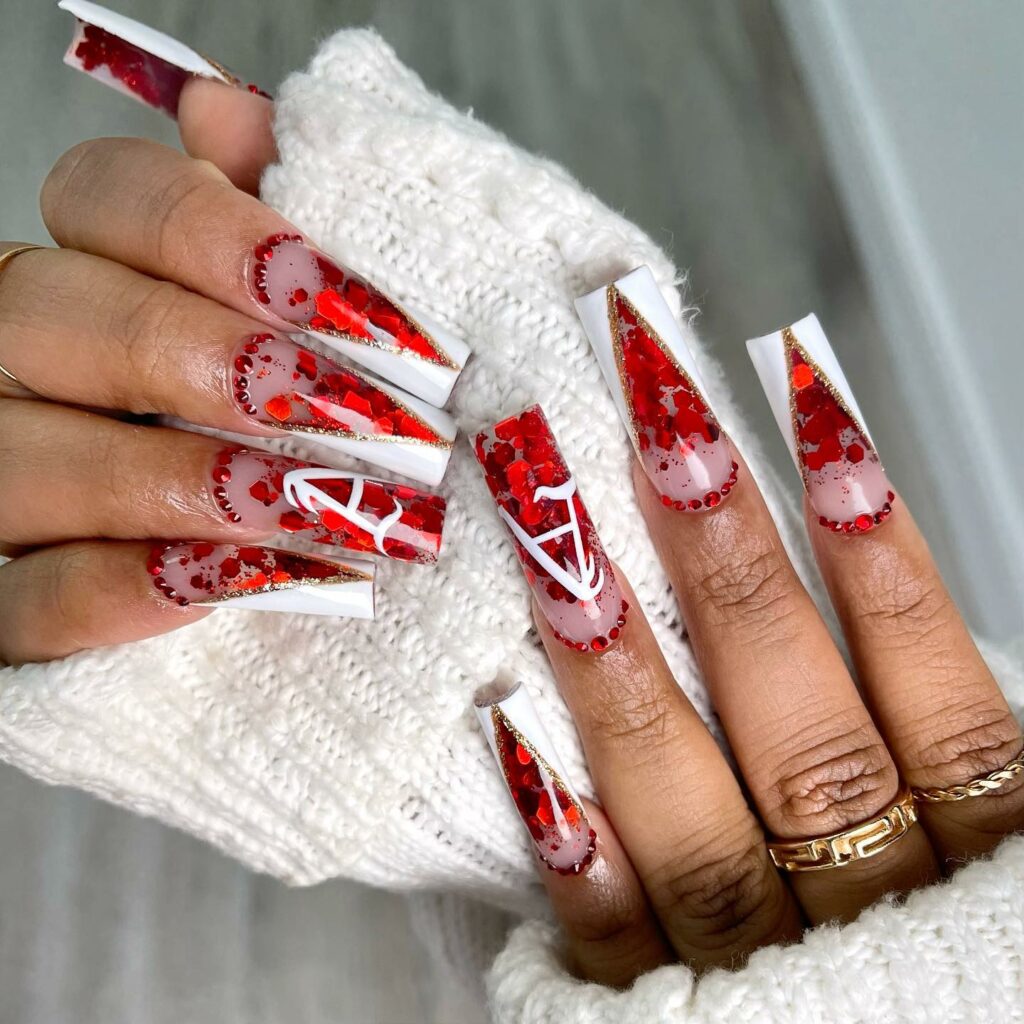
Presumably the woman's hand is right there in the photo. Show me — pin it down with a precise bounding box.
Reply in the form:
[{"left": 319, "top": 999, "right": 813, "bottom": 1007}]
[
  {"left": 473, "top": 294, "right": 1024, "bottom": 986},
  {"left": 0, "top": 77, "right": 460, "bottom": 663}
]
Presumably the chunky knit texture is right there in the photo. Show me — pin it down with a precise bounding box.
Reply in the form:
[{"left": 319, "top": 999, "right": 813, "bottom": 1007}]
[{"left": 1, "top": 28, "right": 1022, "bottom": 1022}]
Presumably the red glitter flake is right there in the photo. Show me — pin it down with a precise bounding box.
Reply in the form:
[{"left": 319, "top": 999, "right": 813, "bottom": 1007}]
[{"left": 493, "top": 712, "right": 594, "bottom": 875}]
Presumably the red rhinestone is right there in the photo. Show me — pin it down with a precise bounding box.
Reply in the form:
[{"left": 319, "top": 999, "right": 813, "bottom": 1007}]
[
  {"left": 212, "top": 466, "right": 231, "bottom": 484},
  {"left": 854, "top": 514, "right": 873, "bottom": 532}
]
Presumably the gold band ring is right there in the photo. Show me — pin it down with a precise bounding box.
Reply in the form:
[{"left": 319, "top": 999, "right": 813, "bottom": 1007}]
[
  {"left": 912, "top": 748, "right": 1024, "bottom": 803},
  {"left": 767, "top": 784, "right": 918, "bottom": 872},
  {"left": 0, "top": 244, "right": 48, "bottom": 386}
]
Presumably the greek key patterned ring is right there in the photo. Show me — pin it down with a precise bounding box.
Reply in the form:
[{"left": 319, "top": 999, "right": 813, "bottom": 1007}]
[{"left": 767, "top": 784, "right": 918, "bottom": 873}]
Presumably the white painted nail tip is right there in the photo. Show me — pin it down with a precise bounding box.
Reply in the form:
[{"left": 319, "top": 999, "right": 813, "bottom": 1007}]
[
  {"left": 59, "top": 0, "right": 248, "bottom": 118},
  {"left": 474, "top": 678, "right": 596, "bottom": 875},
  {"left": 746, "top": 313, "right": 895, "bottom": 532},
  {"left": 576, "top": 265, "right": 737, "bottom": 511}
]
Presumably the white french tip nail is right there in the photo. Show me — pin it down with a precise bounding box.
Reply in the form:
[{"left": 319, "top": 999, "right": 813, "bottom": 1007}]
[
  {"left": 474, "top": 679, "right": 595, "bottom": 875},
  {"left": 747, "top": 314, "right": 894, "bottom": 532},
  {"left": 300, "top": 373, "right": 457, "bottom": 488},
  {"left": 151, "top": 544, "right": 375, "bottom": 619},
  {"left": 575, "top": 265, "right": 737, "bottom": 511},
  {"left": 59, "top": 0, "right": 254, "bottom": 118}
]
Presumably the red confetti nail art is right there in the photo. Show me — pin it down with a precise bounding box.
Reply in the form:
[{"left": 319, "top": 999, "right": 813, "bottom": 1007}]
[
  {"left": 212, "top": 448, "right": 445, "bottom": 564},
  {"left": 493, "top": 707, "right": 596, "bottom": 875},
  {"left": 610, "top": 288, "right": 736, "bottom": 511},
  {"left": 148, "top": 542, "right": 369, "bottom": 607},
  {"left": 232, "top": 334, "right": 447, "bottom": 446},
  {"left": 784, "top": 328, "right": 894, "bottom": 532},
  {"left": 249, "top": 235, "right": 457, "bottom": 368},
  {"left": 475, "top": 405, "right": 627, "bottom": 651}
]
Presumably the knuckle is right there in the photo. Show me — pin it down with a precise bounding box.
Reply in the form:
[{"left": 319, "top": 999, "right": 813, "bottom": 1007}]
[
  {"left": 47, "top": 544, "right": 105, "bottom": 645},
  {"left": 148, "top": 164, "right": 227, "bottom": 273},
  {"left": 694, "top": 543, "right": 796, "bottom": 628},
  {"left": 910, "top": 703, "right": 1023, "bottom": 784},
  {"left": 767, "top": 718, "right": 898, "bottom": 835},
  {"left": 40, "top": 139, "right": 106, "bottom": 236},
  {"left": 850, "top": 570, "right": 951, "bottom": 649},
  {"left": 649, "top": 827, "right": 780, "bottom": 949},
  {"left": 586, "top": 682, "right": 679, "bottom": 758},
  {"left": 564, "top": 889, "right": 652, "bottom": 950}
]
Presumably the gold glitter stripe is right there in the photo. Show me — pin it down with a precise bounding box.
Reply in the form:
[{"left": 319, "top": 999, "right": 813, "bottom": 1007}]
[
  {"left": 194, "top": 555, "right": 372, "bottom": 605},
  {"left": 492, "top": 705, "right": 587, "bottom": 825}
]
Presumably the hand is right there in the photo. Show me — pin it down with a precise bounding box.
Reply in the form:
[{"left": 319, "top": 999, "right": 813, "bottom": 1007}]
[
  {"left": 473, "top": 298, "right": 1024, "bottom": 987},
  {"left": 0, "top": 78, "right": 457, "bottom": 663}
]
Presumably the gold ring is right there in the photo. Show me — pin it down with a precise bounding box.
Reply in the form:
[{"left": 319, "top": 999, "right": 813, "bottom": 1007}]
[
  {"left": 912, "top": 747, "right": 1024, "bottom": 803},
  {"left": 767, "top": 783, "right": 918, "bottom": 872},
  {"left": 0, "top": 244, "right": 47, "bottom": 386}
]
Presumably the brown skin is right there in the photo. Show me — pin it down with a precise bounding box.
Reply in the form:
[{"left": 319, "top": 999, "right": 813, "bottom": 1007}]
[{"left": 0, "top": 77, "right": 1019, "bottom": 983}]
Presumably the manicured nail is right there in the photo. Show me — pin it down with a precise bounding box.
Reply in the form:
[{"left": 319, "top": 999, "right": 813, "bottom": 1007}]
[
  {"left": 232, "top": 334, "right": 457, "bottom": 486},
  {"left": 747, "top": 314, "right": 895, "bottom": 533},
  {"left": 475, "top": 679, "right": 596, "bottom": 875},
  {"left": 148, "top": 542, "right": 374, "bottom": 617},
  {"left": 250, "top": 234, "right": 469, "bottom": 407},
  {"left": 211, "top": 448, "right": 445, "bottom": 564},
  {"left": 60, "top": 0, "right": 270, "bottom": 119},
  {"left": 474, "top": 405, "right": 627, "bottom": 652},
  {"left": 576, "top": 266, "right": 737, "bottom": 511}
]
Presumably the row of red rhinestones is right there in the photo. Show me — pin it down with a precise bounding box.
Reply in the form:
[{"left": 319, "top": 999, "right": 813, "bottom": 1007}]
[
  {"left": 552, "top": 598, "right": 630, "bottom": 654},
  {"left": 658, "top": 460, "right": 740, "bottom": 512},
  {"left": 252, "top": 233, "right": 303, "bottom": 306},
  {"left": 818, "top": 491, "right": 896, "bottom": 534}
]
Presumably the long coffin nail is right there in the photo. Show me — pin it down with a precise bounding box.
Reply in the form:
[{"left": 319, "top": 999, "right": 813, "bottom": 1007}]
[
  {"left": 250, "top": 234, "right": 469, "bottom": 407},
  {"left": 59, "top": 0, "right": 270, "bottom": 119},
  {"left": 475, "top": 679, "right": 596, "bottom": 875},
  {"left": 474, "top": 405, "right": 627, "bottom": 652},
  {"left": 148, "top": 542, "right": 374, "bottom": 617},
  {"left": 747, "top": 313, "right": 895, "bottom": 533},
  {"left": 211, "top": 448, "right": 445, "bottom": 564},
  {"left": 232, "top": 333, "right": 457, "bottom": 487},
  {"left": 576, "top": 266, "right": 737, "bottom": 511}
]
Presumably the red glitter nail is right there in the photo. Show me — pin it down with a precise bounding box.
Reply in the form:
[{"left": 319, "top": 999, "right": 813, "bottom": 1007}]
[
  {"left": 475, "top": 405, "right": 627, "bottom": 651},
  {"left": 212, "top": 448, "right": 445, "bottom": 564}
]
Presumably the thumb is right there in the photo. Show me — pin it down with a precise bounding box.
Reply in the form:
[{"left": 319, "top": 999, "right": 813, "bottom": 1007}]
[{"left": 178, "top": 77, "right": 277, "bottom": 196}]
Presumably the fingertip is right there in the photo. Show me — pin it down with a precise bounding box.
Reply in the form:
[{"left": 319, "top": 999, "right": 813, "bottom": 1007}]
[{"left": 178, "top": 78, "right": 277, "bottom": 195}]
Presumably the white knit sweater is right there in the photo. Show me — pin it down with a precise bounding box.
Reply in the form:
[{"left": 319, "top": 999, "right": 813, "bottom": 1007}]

§

## EXERCISE PROMPT
Where a line above contains the string "white", copy that line.

## ANSWER AREA
Presumably the white painted nail tip is right there in the photo. Show me — pin it down with a precise bounding box.
Presumably the white french tip nail is right there in the photo. Show me — pin it down with a precise bounding box.
Presumably the white knit sweater is right there in the photo. Show me — pin it down with a precise bounding box.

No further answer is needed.